## Selected excerpt:
# Finally finished the dog carrier



## Rocky (Jan 25, 2010)

I finally got to finish the dog carrier I started quite some time ago. Am really happy with how it turned out, especially as it's the first carrier I have ever made.

Here are some pictures.

























I also made a small Dummy toy.


----------



## Brodysmom (Jan 8, 2009)

Brilliant work! You did a marvelous job.


----------



## Angel1210 (Mar 14, 2011)

What a great job! I can see why it took long! It has a lot of parts!
Very well done!!


----------



## Suzn (Feb 8, 2012)

Very impressive. It looks so comfy!!


----------



## theshanman97 (Feb 19, 2012)

wow! thats brillant! , how did you make it?


----------



## nicholeb5 (May 3, 2005)

Wow! Great job I love it!!


----------



## pigeonsheep (Nov 8, 2008)

bravooooo! it looks professional! how much weight can it hold?


----------



## Rocky (Jan 25, 2010)

Thanks everyone .

@theshanman97: I can't really explain how I made it as it's really complex, but it was for sure a lot of work!

@pigeonsheep: It easily holds Rocky and he weighs 3.6kg (8lbs). I am not sure though what the limit would be.


----------



## Christabelle (Dec 21, 2011)

Very impressive!


----------



## jesuschick (Dec 5, 2010)

VERY nice! I am impressed!!


----------



## Reese and Miley (Jun 24, 2010)

Awesome! It blows me away that people can actually MAKE things like this, great work!
Rocky looks so snug and cozy in it


----------



## LostLakeLua (Sep 6, 2009)

That is just awesome! Great job, I love it.


----------



## Pookypeds (Jun 20, 2006)

That really is nice! Great job you did on it! I've been thinking about making one. I've got a couple patterns, but it does seem awfully time consuming and a bit complicated. I'll attempt it one of these days. Yours really looks good!


----------



## cherper (May 8, 2009)

very very nice job!!


----------



## Wawies (Jan 23, 2012)

*LOve it! Looks comfy for ur chi !!*


----------



## quinnandleah (Sep 28, 2011)

Love it.


----------

## Set exercise 1:
Retype the passage of the dog carrier thread between "Awesome! It blows" and "job, I love it.", inclusive.
The dog carrier thread and the entries after it are unrelated materials.

## Dataset records:

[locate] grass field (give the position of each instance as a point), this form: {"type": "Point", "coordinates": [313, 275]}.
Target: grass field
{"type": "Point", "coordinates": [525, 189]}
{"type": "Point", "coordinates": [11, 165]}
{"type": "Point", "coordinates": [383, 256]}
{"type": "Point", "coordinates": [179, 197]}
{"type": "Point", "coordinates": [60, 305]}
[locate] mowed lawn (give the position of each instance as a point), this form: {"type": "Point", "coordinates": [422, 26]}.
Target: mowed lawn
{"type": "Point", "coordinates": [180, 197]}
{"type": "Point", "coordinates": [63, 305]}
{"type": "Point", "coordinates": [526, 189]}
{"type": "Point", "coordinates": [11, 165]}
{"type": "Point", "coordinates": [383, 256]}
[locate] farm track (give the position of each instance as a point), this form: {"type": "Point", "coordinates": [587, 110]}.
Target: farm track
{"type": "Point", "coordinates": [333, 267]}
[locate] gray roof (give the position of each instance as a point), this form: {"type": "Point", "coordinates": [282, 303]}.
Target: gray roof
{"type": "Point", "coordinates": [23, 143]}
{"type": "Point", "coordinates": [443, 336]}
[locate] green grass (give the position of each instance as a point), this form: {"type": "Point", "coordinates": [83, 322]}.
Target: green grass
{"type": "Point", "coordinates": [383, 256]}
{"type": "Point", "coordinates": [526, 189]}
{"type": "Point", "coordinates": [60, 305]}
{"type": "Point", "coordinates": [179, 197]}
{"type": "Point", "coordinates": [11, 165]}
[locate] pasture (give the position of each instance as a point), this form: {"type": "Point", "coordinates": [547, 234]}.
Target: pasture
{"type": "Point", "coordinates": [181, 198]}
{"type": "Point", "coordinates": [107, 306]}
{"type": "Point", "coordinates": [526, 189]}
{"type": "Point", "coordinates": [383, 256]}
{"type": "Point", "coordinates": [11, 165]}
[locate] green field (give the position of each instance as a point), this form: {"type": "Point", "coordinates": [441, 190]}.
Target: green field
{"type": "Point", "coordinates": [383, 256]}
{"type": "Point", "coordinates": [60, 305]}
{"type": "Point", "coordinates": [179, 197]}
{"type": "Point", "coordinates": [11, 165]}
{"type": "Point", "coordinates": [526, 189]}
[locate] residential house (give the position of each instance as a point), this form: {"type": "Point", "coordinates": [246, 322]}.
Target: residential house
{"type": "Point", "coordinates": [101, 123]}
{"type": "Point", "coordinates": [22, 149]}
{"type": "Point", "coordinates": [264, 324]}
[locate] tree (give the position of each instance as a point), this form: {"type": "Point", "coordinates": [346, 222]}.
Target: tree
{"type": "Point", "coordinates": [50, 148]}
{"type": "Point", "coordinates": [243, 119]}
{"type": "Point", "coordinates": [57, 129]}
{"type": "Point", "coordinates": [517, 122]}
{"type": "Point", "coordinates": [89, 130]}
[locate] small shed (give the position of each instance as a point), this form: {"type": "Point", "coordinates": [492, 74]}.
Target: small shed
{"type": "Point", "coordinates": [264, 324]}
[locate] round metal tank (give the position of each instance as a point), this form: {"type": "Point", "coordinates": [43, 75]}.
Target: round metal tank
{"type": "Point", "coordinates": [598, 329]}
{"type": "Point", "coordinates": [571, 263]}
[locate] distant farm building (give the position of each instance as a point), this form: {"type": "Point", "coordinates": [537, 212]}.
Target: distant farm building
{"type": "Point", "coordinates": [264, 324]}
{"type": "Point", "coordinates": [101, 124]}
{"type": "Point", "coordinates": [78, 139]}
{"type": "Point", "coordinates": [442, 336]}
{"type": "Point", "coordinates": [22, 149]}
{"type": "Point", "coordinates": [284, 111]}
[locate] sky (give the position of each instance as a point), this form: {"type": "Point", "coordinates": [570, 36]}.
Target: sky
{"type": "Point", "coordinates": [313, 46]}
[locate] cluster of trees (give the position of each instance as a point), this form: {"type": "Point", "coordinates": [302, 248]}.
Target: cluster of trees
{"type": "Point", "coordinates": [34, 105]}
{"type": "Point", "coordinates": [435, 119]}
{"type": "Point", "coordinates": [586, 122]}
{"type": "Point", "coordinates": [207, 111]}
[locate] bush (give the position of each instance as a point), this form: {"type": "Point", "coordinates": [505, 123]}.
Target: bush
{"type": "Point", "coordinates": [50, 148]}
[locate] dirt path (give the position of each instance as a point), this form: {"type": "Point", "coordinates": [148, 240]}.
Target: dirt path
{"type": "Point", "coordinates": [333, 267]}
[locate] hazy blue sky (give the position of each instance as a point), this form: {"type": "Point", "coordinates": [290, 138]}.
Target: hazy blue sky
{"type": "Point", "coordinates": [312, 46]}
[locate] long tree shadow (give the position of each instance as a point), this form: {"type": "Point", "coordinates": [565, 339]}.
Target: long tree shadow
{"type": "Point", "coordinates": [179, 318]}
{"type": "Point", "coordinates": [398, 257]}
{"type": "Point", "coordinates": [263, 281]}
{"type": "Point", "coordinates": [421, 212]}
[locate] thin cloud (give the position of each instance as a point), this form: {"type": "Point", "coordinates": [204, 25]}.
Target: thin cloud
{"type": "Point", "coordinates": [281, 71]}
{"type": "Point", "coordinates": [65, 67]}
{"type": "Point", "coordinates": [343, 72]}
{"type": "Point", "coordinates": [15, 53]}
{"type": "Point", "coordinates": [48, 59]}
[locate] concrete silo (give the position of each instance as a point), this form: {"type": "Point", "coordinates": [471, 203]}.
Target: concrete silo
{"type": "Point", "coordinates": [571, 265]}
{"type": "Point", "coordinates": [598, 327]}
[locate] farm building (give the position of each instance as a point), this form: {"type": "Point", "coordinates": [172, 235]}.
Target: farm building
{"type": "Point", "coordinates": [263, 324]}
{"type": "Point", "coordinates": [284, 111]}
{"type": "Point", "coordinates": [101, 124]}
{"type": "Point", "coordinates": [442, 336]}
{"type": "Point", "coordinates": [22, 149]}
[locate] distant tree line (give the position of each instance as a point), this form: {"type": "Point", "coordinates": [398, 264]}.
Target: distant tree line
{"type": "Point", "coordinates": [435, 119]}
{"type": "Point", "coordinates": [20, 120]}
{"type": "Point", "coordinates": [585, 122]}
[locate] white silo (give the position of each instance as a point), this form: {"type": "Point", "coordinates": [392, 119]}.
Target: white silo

## Set exercise 2:
Gather every line of the entries that contains the string "cluster".

## Expected output 1:
Awesome! It blows me away that people can actually MAKE things like this, great work!
Rocky looks so snug and cozy in it


----------



## LostLakeLua (Sep 6, 2009)

That is just awesome! Great job, I love it.

## Expected output 2:
[locate] cluster of trees (give the position of each instance as a point), this form: {"type": "Point", "coordinates": [302, 248]}.
Target: cluster of trees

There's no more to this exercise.